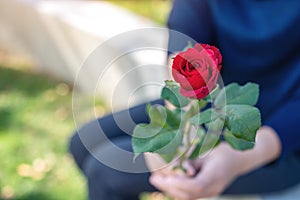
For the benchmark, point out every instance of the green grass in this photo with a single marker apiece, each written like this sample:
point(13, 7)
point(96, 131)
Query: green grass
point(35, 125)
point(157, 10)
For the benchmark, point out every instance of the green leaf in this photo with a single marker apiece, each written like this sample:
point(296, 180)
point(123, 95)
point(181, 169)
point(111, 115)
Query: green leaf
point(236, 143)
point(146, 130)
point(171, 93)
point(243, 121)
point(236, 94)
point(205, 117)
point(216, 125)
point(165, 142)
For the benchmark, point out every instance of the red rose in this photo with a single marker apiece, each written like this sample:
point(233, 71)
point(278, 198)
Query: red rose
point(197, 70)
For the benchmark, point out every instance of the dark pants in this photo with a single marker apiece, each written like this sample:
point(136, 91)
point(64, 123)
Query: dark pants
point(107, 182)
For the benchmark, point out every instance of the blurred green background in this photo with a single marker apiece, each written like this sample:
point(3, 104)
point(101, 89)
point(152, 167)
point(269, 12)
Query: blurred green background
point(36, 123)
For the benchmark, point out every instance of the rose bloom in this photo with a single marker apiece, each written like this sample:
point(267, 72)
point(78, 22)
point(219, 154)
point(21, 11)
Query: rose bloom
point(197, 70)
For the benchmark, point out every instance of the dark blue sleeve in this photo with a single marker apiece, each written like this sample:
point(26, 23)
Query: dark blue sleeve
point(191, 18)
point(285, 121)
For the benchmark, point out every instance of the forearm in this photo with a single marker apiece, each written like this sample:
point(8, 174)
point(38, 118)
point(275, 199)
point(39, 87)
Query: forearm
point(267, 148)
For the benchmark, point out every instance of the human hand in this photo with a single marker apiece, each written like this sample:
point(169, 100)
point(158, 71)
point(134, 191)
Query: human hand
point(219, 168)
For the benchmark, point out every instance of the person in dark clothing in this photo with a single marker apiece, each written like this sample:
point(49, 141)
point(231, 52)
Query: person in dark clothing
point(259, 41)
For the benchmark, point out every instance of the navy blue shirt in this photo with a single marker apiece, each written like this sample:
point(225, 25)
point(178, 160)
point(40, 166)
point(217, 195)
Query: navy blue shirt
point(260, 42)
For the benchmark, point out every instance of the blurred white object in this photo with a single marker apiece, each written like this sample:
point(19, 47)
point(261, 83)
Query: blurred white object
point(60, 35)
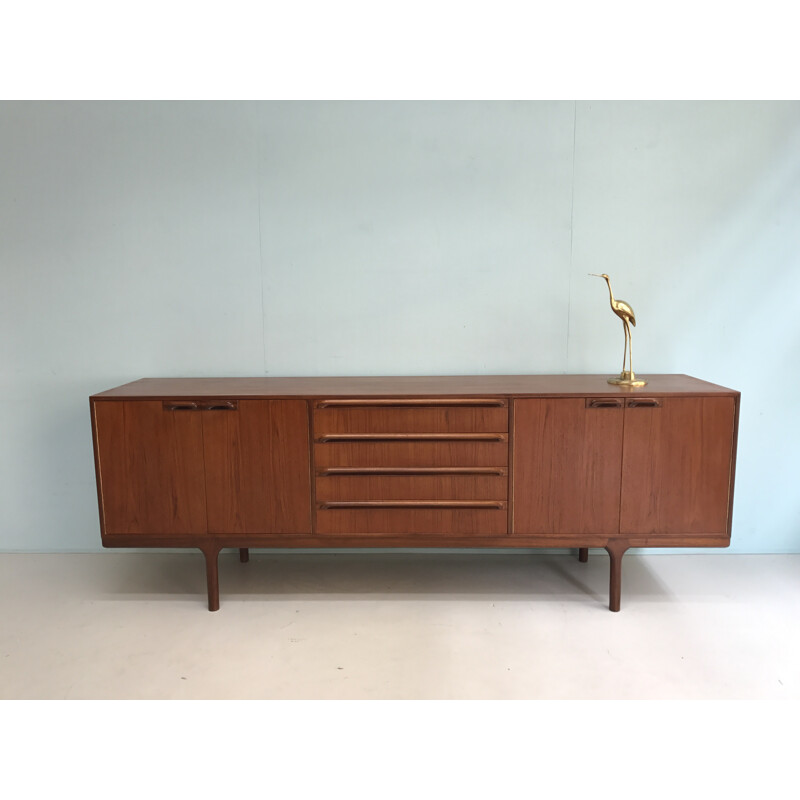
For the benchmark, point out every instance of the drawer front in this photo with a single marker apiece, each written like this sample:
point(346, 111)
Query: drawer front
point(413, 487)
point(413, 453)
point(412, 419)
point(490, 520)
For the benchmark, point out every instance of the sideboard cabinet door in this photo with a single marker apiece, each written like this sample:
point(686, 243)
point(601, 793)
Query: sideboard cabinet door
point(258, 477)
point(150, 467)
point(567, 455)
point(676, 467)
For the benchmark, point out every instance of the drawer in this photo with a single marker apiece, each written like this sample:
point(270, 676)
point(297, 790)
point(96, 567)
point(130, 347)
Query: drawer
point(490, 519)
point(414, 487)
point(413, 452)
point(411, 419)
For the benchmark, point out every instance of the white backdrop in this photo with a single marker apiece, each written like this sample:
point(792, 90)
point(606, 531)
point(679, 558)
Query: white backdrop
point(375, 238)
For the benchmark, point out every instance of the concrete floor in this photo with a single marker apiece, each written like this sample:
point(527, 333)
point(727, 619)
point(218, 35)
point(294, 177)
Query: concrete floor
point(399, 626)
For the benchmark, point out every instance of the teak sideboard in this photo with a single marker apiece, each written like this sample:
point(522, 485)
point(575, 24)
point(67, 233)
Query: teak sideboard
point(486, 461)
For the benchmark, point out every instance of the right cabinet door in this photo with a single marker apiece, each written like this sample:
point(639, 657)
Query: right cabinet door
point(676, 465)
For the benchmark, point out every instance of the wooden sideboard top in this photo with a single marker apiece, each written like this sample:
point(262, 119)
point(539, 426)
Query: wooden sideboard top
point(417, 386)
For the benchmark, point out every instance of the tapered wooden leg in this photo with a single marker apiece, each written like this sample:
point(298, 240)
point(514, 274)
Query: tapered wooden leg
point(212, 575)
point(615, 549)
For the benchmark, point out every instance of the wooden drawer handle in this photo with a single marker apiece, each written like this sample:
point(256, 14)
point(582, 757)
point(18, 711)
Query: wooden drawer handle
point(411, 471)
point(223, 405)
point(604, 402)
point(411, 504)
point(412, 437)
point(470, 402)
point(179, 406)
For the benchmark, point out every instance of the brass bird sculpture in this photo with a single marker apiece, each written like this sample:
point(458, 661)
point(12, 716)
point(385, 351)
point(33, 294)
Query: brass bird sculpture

(What is required) Copy all of the lines above word for word, but leave out the pictures.

(Response below)
For the benchmark, point out every instance of the green grass in this photo with a single marker apiece, each written like this sample:
point(13, 7)
point(96, 131)
Query: green grass
point(35, 125)
point(157, 10)
For the benchmark, point out every instance of the green leaf in this photo with a single marker apiece, each written like this sample:
point(296, 180)
point(123, 95)
point(181, 169)
point(111, 115)
Query: green leaf
point(236, 143)
point(146, 130)
point(171, 93)
point(243, 121)
point(236, 94)
point(205, 117)
point(216, 125)
point(165, 142)
For the benchmark, point out every instance of the red rose in this photo with a single marker apiece, each written like this sample:
point(233, 71)
point(278, 198)
Query: red rose
point(197, 70)
For the benchmark, point out every instance of the dark pants in this photo with a single marker apiece, each written like this sample:
point(136, 91)
point(64, 123)
Query: dark pants
point(107, 182)
For the benchmark, point out every instance of the blurred green background in this photo with a single marker apiece, each written like this sample:
point(3, 104)
point(101, 89)
point(152, 167)
point(269, 12)
Query: blurred green background
point(36, 123)
For the benchmark, point out every instance of the rose bloom in this photo with a single marker apiece, each written like this sample:
point(267, 72)
point(78, 22)
point(219, 154)
point(21, 11)
Query: rose bloom
point(197, 70)
For the benchmark, point out every instance of the dark blue sleeve in this photo with a single marker apiece, each written like this sample:
point(26, 23)
Query: dark blue sleeve
point(191, 18)
point(285, 121)
For the benchmark, point out every instance of the forearm in this photo with a single marker apiece, each written like this sample:
point(8, 174)
point(38, 118)
point(275, 199)
point(39, 87)
Query: forearm
point(267, 148)
For the benchmark, point out every instance of the human hand in this photo with a single marker apiece, each written like this sample:
point(169, 100)
point(158, 71)
point(134, 191)
Query: human hand
point(219, 168)
For the benchmark, point out every instance of the person in dark clothing in this photo with a single marker apiece, each written like this sample:
point(49, 141)
point(231, 52)
Query: person in dark clothing
point(259, 41)
For the benchmark, point out every instance of the navy blue shirt in this photo with a single marker apiece, each written like this sample:
point(225, 25)
point(178, 160)
point(40, 166)
point(217, 195)
Query: navy blue shirt
point(260, 42)
For the benchmark, point out every instance of the blurred white object in this photo with a single marker apiece, each written like this sample:
point(19, 47)
point(261, 83)
Query: blurred white object
point(60, 35)
For the benchmark, point out every instance of the drawer front in this photo with a single marker apiece, each written like this sample:
point(346, 111)
Query: drawer front
point(413, 487)
point(413, 453)
point(412, 419)
point(490, 520)
For the benchmark, point out every instance of the sideboard cabinet door in this photo with a single marker apiece, each written like this sample:
point(686, 243)
point(601, 793)
Query: sideboard cabinet door
point(258, 477)
point(150, 467)
point(567, 455)
point(676, 467)
For the benchmark, point out every instance of the drawer in this photo with a single marker apiece, each written like this sample:
point(270, 676)
point(297, 790)
point(96, 567)
point(130, 347)
Query: drawer
point(490, 519)
point(414, 487)
point(413, 452)
point(411, 419)
For the benchmark, point out every instance of the white backdrop in this photo with a single marker apiece, each written like this sample:
point(792, 90)
point(606, 531)
point(679, 558)
Query: white backdrop
point(375, 238)
For the benchmark, point out every instance of the concrete floor in this photo with a single marker apiece, each written like this sample:
point(527, 333)
point(727, 619)
point(218, 35)
point(294, 177)
Query: concrete floor
point(399, 626)
For the benchmark, point out every instance of the teak sideboard in this photo with a single marker apiece, each written like this sample:
point(522, 485)
point(575, 24)
point(67, 233)
Query: teak sideboard
point(486, 461)
For the benchmark, point out every instance of the right cabinet door in this photo with a single marker apiece, each written like this sample:
point(639, 657)
Query: right cabinet door
point(676, 465)
For the benchmark, point out every instance of the wooden sideboard top in this photo with a single marker apiece, each written like this sample:
point(262, 119)
point(539, 426)
Query: wooden sideboard top
point(417, 386)
For the benchmark, point out every instance of the tapered wooden leg in this photo with a single marker apiece, each written like this sample:
point(298, 240)
point(514, 274)
Query: tapered wooden leg
point(212, 575)
point(615, 549)
For the benchmark, point out every instance of the wooden drawer handle in this photo with a single marker apiece, each written like this sample:
point(256, 14)
point(582, 757)
point(18, 711)
Query: wooden drawer handle
point(411, 471)
point(223, 405)
point(604, 402)
point(411, 504)
point(412, 437)
point(470, 402)
point(179, 406)
For the benchmark, point out every instance of the brass bird sculpture in this photo with a single marker apiece, each written like this sample:
point(458, 661)
point(12, 716)
point(385, 351)
point(33, 294)
Query: brass bird sculpture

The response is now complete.